PROVIDED TEXT
= = = = = = =
Share your dilemmas and get honest opinions from other Mumsnetters.

Knowing what you know now, would you have still made the same decision about having children?

382 replies

Drsparks · 01/01/2024 15:20

I'm not necessarily asking if you regret it but if you had all the facts, and knew exactly how it would pan out would you have still made the same choice?

Eg
I would of had kids earlier/later.
Or
I chose not to have them because I wanted a childfree life but having lived it, I would have chosen to have kids because it wasn't all it was cracked up to be.
Or
I love my kids 100% but in hindsight I'd of probably been happier with a childfree life
or
Yes it is 109% the right choice

OP posts:
Hotgoose · 04/01/2024 11:52

35 with one child, I wish I’d had her earlier tbh and then I might be able to have a second but with rising costs and getting older a second doesn’t seem a sensible option.

Bringbackspring · 04/01/2024 12:18

Childfree and no regrets. But I have a deep visceral feeling in my gut that rejects the very thought of having children, so for me it's been an easy decision. I have always felt like I'm very unusual because of this. I think every child deserves to feel truly wanted by their parents (e.g. I know that my Mum absolutely loves being a Mum, and you can feel a wantedness coming from her), so to have them when you aren't convinced you want them is not fair.

I do wonder who will give a crap about me and DH when we're elderly and need support. But that isn't in my mind a good reason to have children. There is no guarantee they'll help or look after you, and it also isn't fair to expect it of them.
= = = = = = =
DATASET ENTRIES
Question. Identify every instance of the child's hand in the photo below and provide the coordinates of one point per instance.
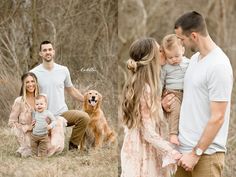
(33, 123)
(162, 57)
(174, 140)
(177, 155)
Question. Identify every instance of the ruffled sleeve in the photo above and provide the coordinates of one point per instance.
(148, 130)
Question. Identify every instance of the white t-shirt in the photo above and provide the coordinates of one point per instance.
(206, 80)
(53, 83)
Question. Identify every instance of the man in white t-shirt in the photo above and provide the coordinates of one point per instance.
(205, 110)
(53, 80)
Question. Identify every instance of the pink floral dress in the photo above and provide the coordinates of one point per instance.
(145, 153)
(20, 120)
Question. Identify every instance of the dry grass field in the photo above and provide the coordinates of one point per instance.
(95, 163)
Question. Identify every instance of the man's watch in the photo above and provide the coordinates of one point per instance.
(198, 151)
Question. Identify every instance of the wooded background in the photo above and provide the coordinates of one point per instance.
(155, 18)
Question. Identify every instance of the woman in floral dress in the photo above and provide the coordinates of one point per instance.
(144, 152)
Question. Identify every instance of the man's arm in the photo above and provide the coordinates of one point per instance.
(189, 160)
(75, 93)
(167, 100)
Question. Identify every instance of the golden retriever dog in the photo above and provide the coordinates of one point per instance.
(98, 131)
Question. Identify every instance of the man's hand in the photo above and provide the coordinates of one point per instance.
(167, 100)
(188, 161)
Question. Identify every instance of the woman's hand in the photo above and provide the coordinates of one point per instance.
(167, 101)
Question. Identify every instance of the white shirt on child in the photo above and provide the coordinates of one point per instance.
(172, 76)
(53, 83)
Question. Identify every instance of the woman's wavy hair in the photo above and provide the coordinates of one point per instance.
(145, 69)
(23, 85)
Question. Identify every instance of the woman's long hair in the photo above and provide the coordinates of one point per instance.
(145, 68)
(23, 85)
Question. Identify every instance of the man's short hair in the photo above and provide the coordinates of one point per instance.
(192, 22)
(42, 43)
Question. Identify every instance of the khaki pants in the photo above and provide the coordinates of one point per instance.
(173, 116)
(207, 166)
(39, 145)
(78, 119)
= = = = = = =
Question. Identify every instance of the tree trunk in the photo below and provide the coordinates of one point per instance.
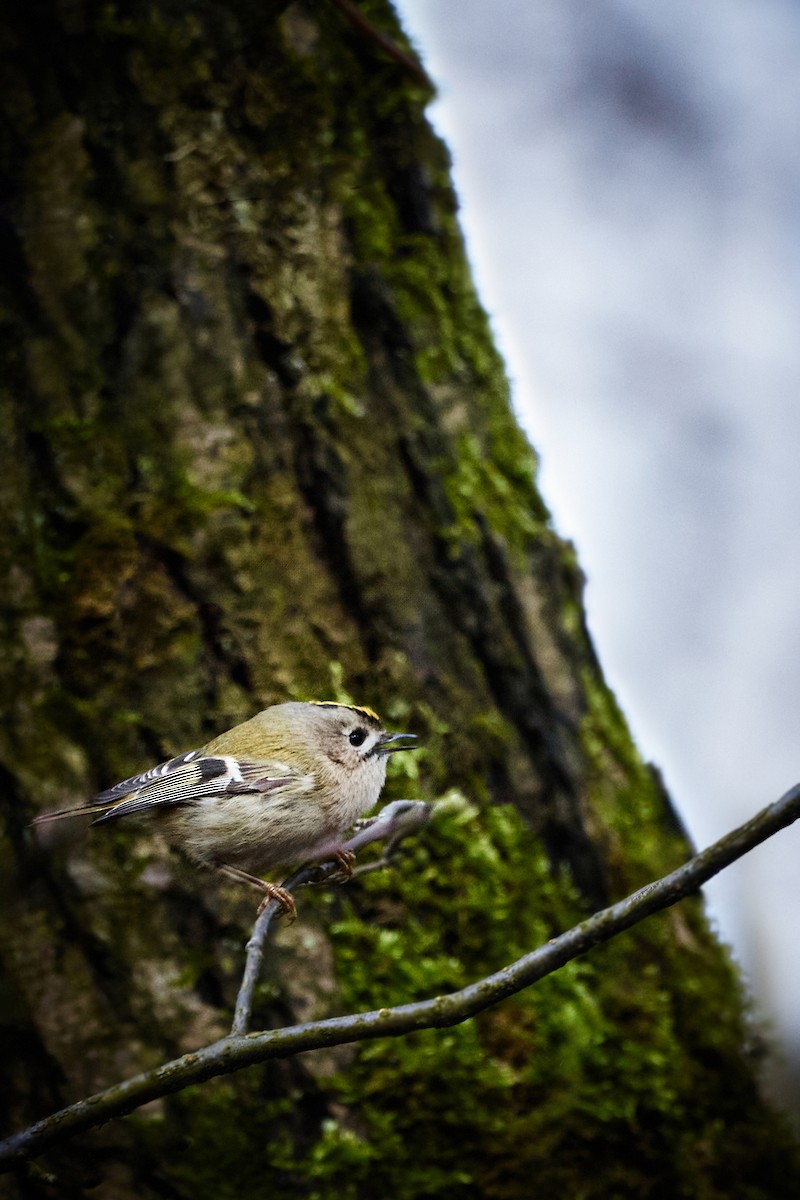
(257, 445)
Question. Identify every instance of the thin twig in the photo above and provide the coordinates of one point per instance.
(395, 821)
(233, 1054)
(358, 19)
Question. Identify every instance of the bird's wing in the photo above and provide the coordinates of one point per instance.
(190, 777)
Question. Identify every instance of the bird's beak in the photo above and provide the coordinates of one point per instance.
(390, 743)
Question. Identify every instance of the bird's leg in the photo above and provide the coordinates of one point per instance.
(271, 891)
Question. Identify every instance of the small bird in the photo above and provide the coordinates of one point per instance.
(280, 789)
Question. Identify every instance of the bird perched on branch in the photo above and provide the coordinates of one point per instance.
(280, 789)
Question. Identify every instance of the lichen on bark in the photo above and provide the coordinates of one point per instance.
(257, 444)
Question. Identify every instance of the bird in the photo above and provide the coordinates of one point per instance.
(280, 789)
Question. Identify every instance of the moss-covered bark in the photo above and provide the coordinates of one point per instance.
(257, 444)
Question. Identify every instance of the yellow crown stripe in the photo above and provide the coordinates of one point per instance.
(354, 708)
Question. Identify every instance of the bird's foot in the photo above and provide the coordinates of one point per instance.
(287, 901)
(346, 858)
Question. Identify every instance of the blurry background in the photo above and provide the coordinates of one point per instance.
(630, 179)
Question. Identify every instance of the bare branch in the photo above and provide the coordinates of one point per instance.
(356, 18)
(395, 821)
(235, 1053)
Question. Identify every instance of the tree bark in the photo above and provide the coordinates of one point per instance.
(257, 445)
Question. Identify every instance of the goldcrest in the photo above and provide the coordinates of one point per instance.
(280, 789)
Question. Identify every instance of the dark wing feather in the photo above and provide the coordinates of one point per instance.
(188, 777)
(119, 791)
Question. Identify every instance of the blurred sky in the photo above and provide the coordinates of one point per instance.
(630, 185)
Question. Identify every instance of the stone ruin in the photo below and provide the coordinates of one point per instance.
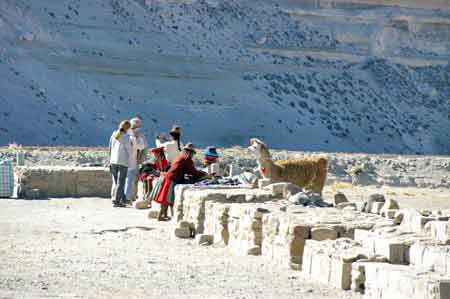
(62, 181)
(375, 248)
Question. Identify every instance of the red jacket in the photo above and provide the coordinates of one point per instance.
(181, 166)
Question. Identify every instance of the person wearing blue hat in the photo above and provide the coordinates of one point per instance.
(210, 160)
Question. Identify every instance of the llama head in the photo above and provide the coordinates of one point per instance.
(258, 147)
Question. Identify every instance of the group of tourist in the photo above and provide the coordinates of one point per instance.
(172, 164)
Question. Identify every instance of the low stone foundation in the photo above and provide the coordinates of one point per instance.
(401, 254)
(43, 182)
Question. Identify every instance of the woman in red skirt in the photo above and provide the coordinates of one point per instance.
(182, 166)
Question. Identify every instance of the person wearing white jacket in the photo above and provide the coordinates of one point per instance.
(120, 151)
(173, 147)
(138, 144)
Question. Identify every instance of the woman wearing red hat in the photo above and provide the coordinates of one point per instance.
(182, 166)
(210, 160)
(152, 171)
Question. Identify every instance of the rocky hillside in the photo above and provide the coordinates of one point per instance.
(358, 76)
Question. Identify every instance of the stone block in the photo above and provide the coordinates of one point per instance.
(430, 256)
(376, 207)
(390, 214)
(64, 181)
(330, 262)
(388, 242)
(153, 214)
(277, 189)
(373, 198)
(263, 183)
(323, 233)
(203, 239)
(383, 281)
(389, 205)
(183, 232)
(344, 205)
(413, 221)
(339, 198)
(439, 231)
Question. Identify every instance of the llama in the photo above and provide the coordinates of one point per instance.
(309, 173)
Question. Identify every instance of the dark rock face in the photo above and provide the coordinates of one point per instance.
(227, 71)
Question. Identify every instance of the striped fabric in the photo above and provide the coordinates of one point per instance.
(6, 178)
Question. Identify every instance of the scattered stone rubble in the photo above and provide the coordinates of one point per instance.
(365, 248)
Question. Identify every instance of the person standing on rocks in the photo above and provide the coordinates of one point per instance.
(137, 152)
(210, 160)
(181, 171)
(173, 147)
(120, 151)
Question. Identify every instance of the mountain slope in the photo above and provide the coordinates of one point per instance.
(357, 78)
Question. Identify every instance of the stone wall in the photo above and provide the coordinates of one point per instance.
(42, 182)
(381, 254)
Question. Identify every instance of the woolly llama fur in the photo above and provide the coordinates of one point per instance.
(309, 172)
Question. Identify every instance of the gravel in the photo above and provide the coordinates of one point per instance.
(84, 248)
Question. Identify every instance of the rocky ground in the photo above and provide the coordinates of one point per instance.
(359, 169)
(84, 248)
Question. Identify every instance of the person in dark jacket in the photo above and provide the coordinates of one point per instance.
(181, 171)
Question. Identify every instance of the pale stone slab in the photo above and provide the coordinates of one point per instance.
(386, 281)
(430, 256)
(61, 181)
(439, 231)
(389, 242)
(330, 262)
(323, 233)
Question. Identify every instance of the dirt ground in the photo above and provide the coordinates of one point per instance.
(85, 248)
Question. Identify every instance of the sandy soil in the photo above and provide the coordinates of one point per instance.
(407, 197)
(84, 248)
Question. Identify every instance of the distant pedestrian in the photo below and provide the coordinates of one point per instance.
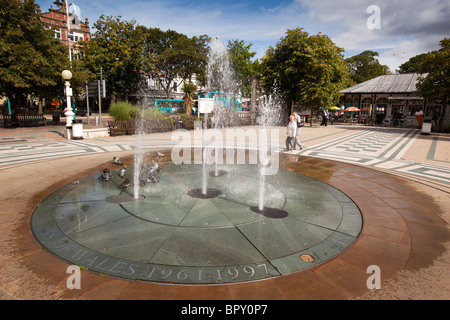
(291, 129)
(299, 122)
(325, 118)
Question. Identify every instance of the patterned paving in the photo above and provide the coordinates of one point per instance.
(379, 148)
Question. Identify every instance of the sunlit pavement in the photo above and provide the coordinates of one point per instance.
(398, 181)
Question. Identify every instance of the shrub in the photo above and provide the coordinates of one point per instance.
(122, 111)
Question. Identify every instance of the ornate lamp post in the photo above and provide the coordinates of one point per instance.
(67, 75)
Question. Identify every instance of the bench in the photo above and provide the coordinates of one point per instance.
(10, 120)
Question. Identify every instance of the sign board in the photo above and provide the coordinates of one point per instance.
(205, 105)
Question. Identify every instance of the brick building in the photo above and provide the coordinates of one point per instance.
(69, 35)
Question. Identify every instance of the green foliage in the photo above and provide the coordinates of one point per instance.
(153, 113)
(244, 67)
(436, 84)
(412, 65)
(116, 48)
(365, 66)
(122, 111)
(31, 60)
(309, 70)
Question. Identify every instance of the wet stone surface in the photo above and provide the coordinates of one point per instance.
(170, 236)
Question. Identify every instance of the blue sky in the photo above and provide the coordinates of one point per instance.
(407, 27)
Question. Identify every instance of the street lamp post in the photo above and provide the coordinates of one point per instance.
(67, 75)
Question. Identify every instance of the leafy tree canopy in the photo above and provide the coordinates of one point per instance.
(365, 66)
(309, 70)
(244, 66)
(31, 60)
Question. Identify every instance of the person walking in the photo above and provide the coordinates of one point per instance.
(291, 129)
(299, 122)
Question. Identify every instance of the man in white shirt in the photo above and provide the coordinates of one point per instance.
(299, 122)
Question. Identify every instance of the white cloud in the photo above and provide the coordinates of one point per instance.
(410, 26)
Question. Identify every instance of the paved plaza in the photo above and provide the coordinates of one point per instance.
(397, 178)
= = = = = = =
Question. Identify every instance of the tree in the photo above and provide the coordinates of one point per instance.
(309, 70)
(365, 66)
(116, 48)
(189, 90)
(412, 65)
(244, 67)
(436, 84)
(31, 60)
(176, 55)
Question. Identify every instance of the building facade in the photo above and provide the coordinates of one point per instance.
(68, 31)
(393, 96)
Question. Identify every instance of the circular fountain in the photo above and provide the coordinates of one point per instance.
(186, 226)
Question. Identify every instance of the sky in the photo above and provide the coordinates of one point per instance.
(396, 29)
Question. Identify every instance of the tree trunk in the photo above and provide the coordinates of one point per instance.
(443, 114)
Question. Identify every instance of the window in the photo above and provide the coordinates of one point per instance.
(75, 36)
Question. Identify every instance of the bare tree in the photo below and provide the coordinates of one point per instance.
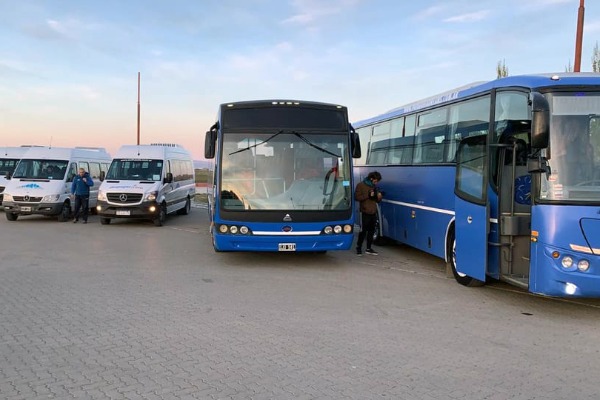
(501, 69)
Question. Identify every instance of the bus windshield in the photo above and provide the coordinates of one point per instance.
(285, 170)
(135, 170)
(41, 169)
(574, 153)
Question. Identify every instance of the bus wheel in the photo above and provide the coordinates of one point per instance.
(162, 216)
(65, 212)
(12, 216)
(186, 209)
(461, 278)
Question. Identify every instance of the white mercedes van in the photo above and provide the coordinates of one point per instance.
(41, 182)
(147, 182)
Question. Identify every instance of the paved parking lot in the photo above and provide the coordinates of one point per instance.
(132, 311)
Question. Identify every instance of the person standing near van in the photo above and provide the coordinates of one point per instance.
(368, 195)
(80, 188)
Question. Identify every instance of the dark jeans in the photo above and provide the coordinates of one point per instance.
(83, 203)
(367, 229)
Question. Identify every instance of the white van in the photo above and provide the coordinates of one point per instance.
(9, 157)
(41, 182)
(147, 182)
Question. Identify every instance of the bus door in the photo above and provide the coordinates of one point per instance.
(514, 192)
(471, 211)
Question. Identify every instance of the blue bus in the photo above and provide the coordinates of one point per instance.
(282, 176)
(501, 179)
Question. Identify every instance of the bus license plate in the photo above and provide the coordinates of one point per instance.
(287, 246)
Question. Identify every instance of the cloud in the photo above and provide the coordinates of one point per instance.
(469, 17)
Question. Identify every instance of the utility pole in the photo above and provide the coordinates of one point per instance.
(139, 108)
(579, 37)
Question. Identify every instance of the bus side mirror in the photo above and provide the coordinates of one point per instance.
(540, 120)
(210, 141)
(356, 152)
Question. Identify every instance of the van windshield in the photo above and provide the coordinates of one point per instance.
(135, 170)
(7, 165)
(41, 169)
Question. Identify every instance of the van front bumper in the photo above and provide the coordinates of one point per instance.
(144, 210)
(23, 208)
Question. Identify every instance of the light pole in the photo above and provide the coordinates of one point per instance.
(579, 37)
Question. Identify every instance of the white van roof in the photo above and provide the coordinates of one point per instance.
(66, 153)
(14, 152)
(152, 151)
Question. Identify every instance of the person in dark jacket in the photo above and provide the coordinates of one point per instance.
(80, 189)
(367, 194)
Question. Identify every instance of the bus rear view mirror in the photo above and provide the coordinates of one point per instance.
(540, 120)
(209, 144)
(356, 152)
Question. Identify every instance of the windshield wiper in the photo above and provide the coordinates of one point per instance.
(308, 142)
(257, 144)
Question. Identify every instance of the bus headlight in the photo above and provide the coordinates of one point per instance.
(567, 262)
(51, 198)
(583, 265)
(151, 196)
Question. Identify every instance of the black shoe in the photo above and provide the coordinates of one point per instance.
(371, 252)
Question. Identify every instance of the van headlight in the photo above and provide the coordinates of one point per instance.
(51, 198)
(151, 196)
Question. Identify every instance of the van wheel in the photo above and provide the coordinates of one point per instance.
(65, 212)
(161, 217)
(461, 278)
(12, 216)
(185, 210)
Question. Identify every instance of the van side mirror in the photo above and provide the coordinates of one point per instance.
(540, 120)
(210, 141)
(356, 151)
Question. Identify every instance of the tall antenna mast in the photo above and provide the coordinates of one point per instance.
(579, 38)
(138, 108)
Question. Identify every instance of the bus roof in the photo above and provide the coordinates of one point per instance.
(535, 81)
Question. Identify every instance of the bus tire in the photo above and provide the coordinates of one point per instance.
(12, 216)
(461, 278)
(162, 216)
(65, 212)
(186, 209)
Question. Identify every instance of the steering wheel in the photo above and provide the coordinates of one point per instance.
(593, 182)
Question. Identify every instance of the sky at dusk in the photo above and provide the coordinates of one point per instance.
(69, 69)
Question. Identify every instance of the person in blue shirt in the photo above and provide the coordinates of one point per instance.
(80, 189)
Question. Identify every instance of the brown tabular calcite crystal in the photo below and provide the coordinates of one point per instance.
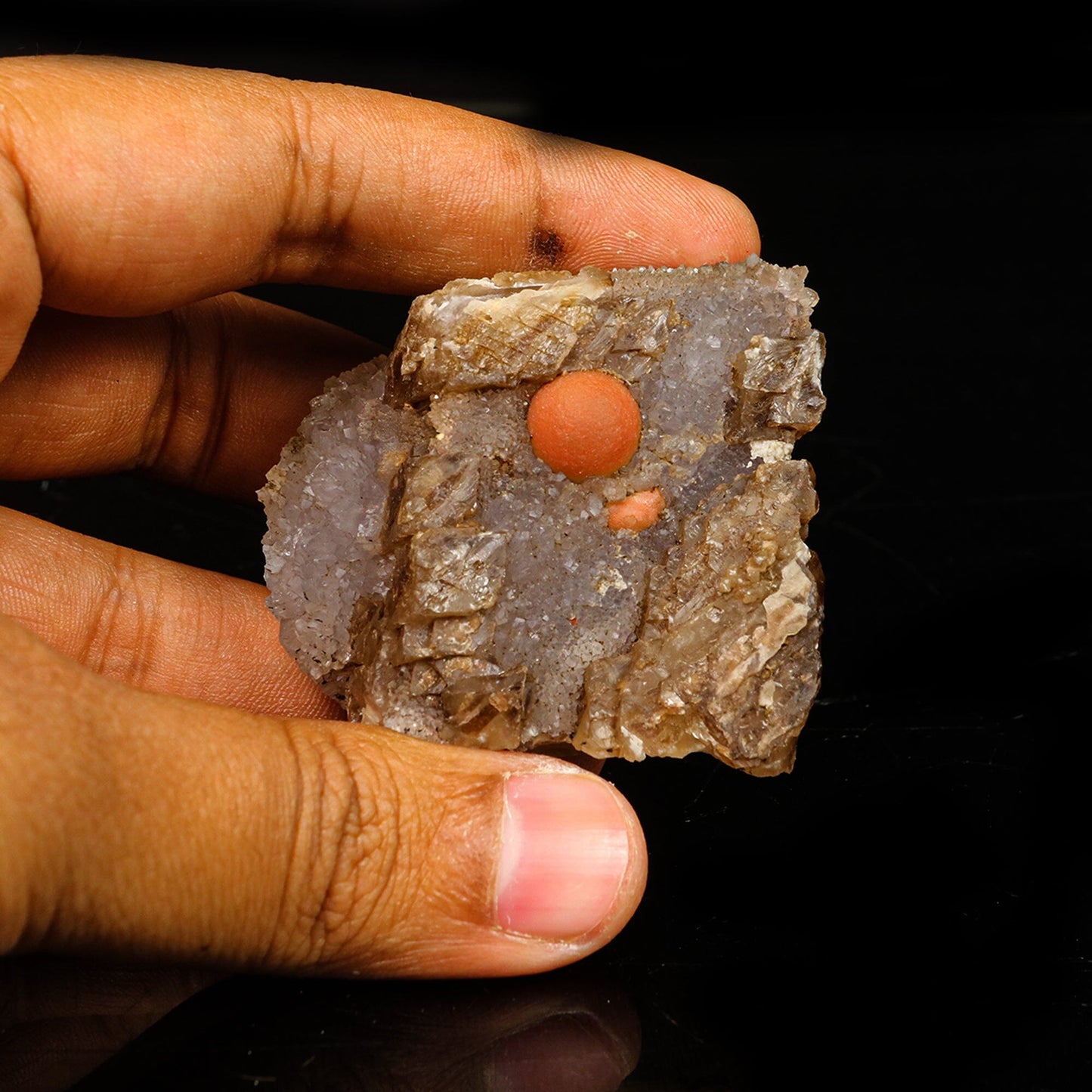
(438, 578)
= = = = = = =
WHAT THIS EXERCISE ASKS
• 1. Using the forum thread, state whether each statement below agrees with it. Give yes or no for each, followed by the deciding words quoted from the thread.
(a) Hotgoose is 35 and has one child.
(b) Bringbackspring considers needing support in old age a good reason to have children.
(c) The thread has 382 replies.
• 2. From the forum thread, transcribe the passage that opens with the words containing "Drsparks · 01/01/2024" and closes with "had kids earlier/later.".
• 3. Rewrite the forum thread's paragraph beginning "Childfree and no regrets." as a short list, keeping its main facts.

SOLUTIONS TO THE PROBLEMS
• 1.
(a) Yes: "35 with one child"
(b) No: "But that isn't in my mind a good reason to have children."
(c) Yes: "382 replies"

• 2.
Drsparks · 01/01/2024 15:20

I'm not necessarily asking if you regret it but if you had all the facts, and knew exactly how it would pan out would you have still made the same choice?

Eg
I would of had kids earlier/later.

• 3.
- Childfree, with no regrets.
- A deep, visceral gut feeling rejects the very thought of having children, which made the decision easy.
- The writer has always felt very unusual because of this.
- Every child deserves to feel truly wanted by their parents. The writer's Mum, for example, loves being a Mum, and a wantedness comes from her.
- Having children without being convinced one wants them is therefore not fair.